Problem to solve. In the entries below, swap each "steam cloud" for "smoke plume" and write the entries out again with nothing else changed.

********

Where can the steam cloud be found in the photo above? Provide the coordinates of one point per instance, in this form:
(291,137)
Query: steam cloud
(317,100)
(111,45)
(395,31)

********

Answer to this problem.
Where can the smoke plume be found in the photo above? Provide the coordinates of one point per instance, in this form:
(291,137)
Query: smoke plume
(317,100)
(111,45)
(395,31)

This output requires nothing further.